-- EXCERPT --
-.-.-

Editorial: Exploring the Nature, Content, and Frequency of Intrapersonal Communication
- 1Department of Psychology, Middle Tennessee State University, Murfreesboro, TN, United States
- 2Department of Psychology, Mount Royal University, Calgary, AB, Canada
- 3Institute of Psychology, Department of Personality Psychology, The John Paul II Catholic University of Lublin, Lublin, Poland
Editorial on the Research Topic
Exploring the Nature, Content, and Frequency of Intrapersonal Communication
The goal of this Research Topic was to explore the myriad ways that researchers conceptualize and study the phenomenon of “talking to oneself” and associated experiences of intrapersonal communication. It is clear that people show wide variations in what kinds of intrapersonal communication they experience, how frequently they engage in it, and what functions it serves. In this Research Topic, the contributors explore a range of explanations for how and why people differ in their inner speech, self-talk, or internal dialogue. Our nine contributors examine the phenomenology of intrapersonal communication, its development in childhood, personality and individual differences in the phenomenon, and its occurrence and use in sport contexts.

-.-.-

Bounding-box records:
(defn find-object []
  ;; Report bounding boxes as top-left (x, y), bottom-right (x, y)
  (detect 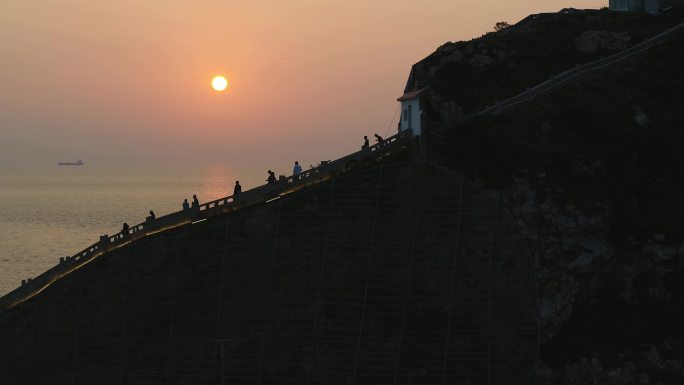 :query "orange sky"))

top-left (0, 0), bottom-right (608, 164)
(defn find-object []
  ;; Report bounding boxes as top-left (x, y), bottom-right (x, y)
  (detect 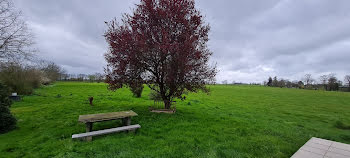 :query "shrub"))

top-left (0, 83), bottom-right (17, 133)
top-left (149, 90), bottom-right (162, 100)
top-left (130, 84), bottom-right (143, 98)
top-left (0, 82), bottom-right (12, 107)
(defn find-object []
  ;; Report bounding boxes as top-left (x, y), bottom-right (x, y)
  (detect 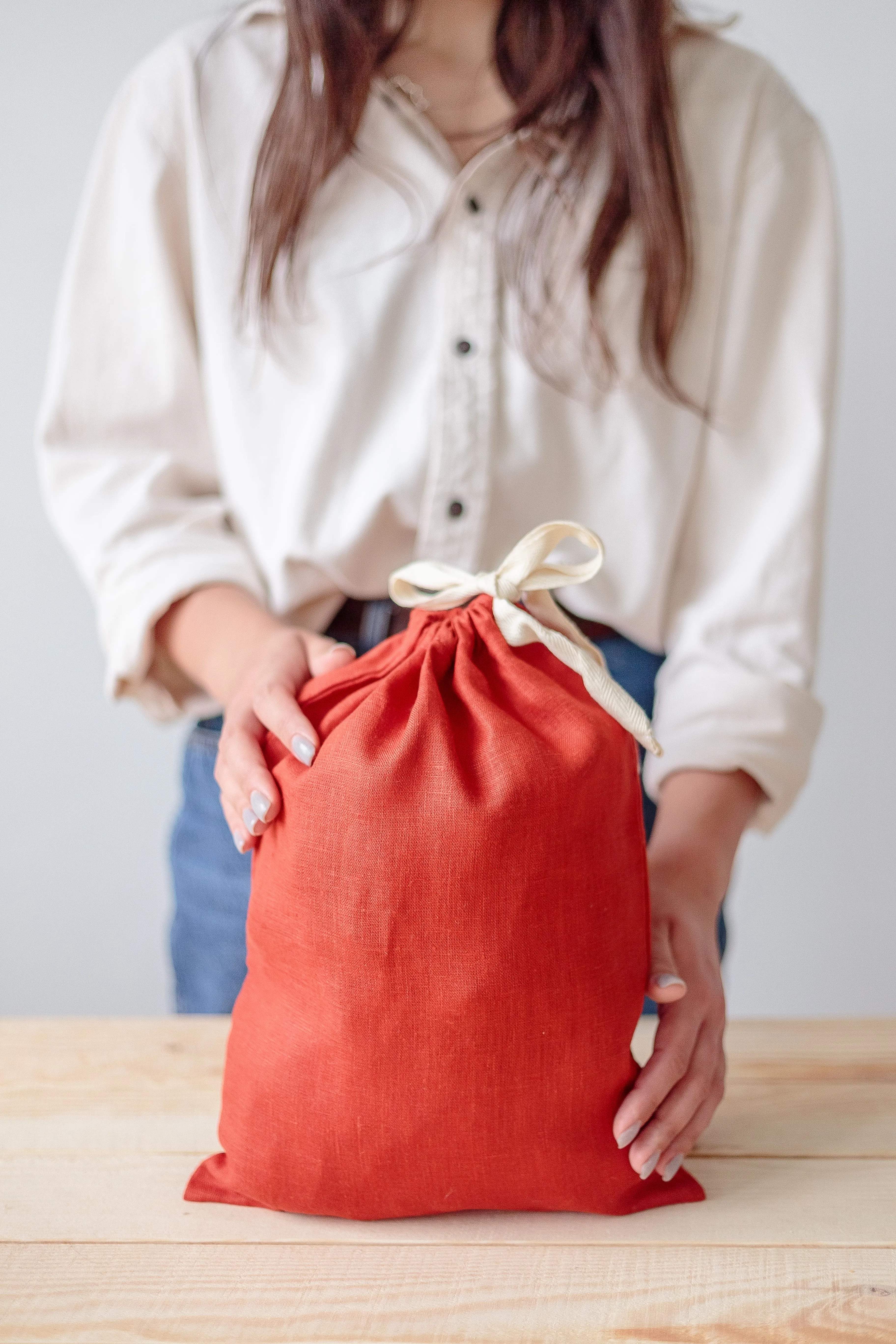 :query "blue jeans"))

top-left (171, 618), bottom-right (725, 1013)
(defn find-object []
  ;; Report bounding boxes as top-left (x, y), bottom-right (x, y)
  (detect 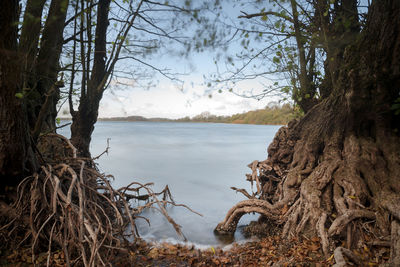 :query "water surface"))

top-left (60, 122), bottom-right (280, 245)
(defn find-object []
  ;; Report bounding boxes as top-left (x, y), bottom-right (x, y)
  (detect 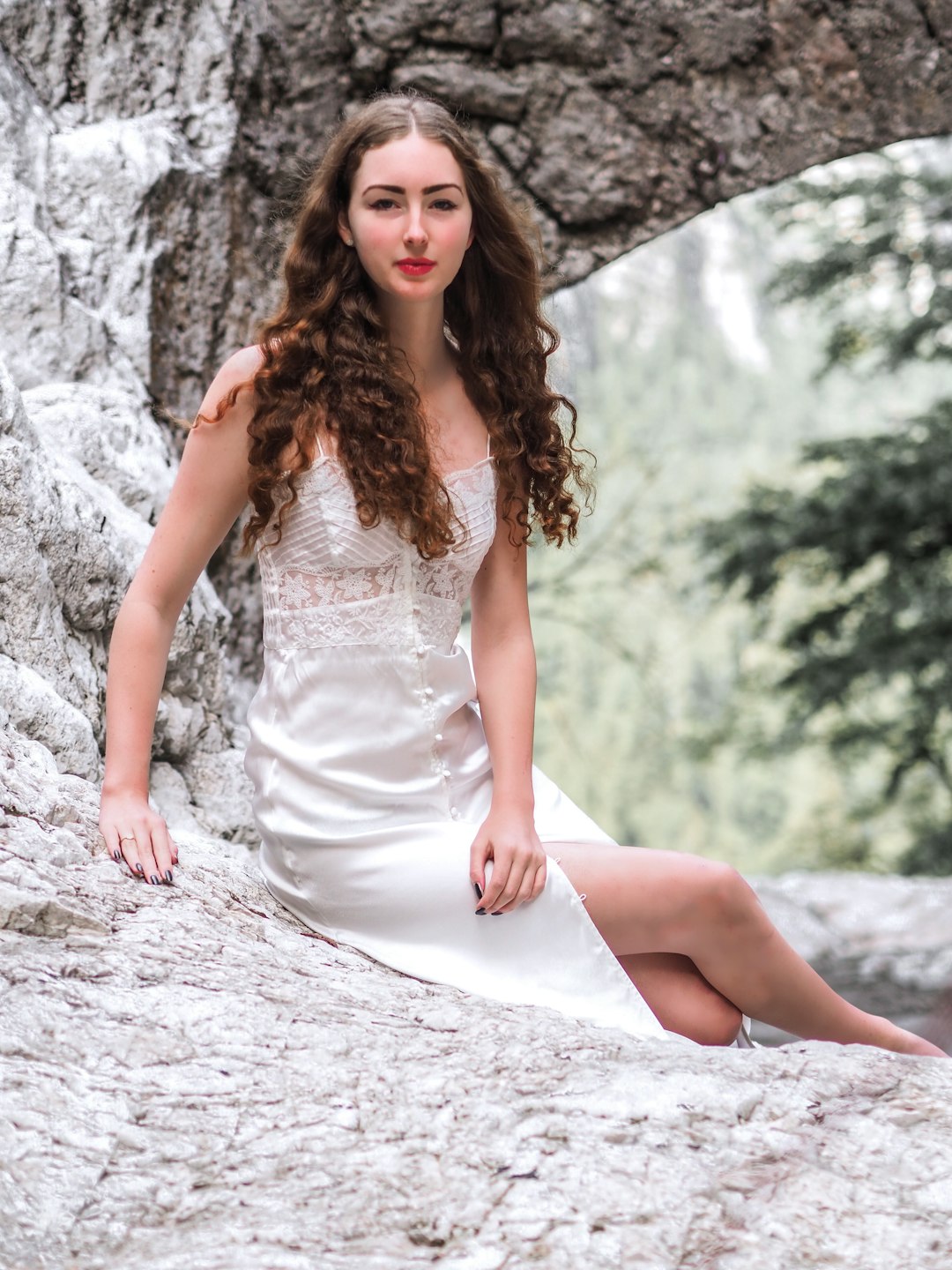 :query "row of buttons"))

top-left (413, 635), bottom-right (459, 820)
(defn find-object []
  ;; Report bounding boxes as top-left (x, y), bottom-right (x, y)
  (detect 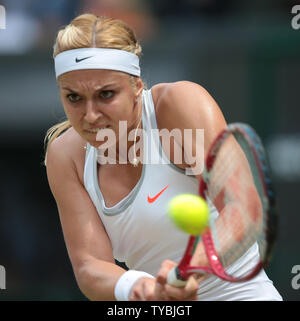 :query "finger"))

top-left (165, 277), bottom-right (199, 300)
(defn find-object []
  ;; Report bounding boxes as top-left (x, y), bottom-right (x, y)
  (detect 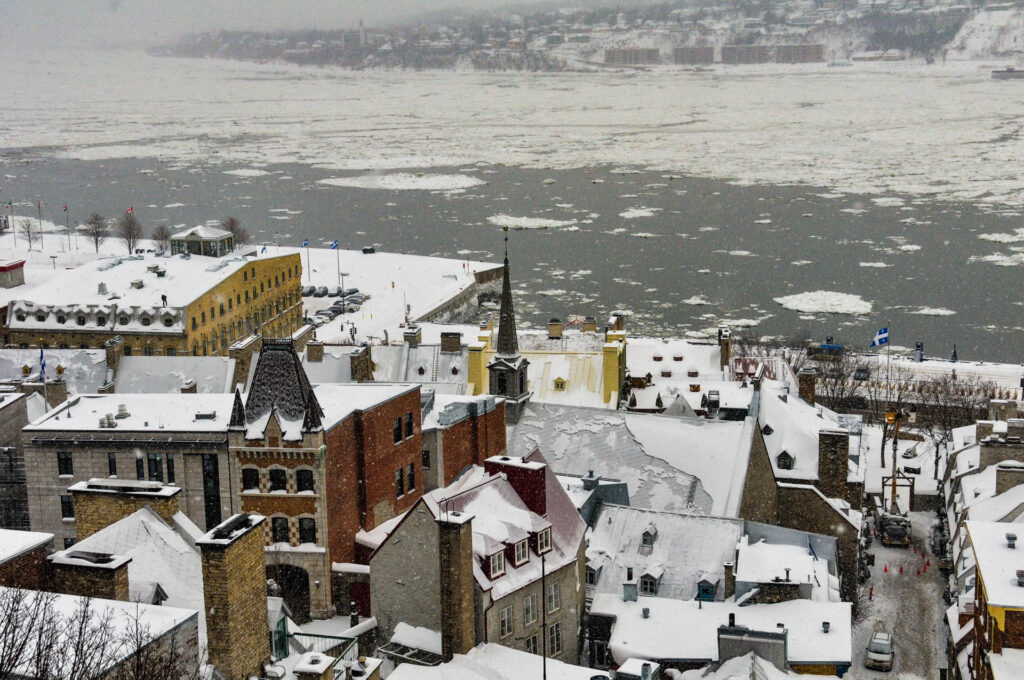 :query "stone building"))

top-left (6, 249), bottom-right (302, 356)
top-left (370, 452), bottom-right (586, 663)
top-left (22, 393), bottom-right (238, 547)
top-left (229, 339), bottom-right (424, 622)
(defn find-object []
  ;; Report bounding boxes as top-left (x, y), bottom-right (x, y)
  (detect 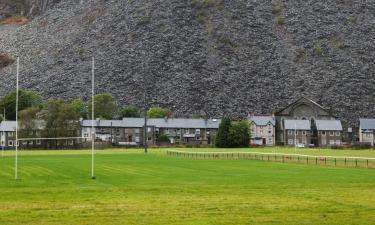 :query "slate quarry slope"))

top-left (0, 0), bottom-right (375, 123)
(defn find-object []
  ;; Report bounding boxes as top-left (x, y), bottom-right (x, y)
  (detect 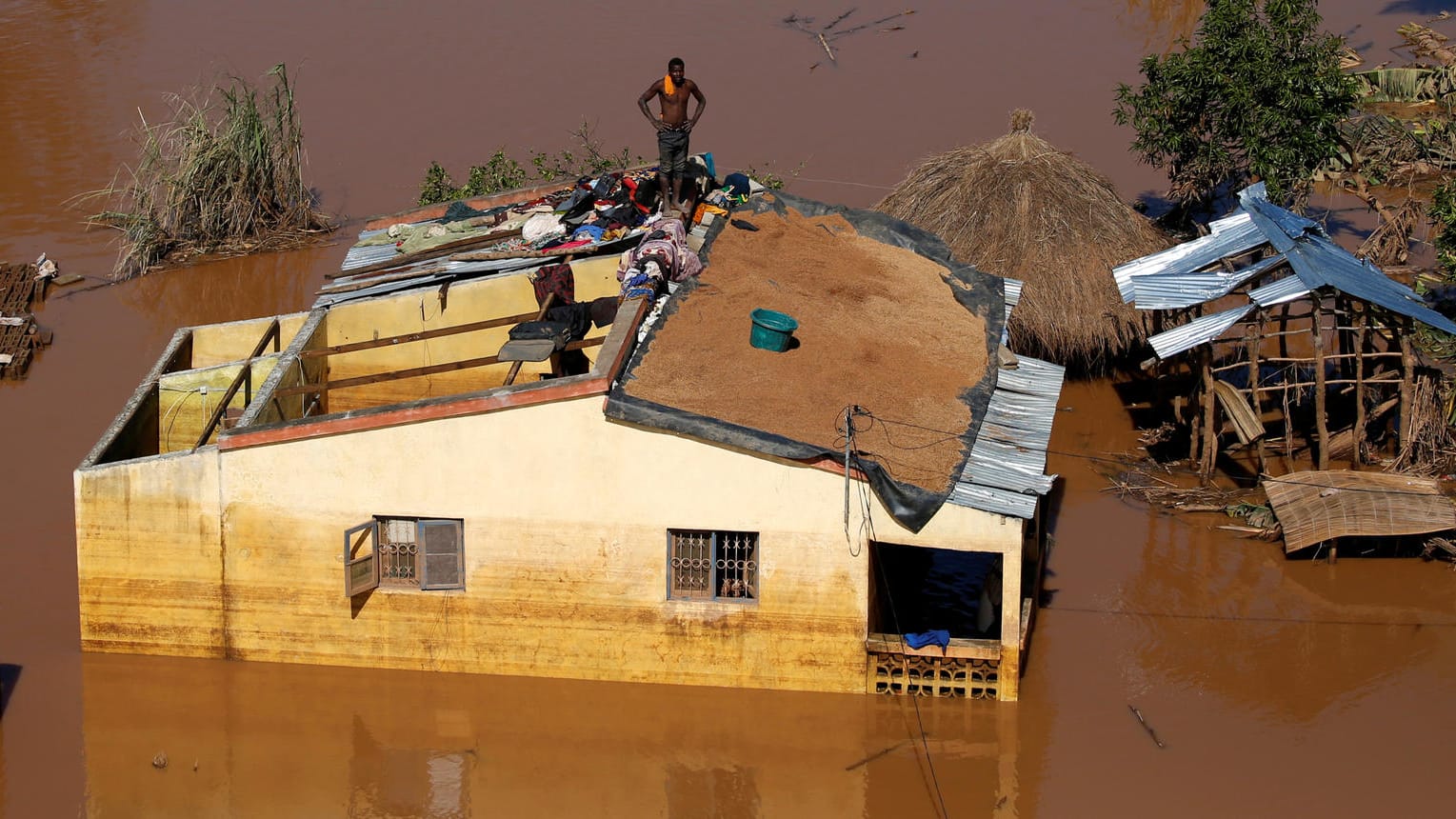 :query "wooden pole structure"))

top-left (1244, 308), bottom-right (1269, 475)
top-left (1309, 290), bottom-right (1329, 470)
top-left (1198, 347), bottom-right (1219, 481)
top-left (1399, 319), bottom-right (1415, 449)
top-left (1349, 302), bottom-right (1368, 469)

-.-.-

-- YOUR TASKS --
[a] According to the editorial on intrapersonal communication, how many contributors took part in the Research Topic?
[b] List the areas of intrapersonal communication that the editorial says its contributors examine.
[c] Continue the editorial on intrapersonal communication from its last sentence.

-- ANSWERS TO THE TASKS --
[a] Nine.

[b]
- The phenomenology of intrapersonal communication
- Its development in childhood
- Personality and individual differences in the phenomenon
- Its occurrence and use in sport contexts

[c]
Variations in intrapersonal communication have been studied using multiple methods, including questionnaires, open-ended self-reports, thinking aloud protocols, imaging techniques, and descriptive experience sampling. Researchers have also started to examine ways that inner speech can be manipulated and the effects of those manipulations on thoughts, emotions, and behavior.
Interest in inner speech (covert self-communication) and private speech (self-communication that occurs aloud) has a long history. However, only recently have researchers begun in earnest to explore the wide range of features of intrapersonal communication. For example, research on various aspects of the neuroanatomy of inner speech and the development of inner speech is very active. Recent work also examines individual and personality differences in the nature, content, and frequency of intrapersonal communication. There is also substantial interest in applied work with self-talk in the domain of sport and athletic performance. This Research Topic highlights work in these areas.
The Neurological Underpinnings and Development of Intrapersonal Communication
What is inner speech and how does it occur? With the ConDialInt Model, Grandchamp et al. present a neurocognitive predictive control framework of the condensation, dialogical, and intentionality dimensions of inner speech. They illustrate how the form and syntax of inner speech can be condensed or abbreviated, how inner speech can include monologic and dialogic forms involving the self and others, and how it can be produced both spontaneously and willfully. Through an fMRI protocol, they provide neuroanatomical evidence for the intentionality and dialogicality dimensions and how they work together to produce intrapersonal communication.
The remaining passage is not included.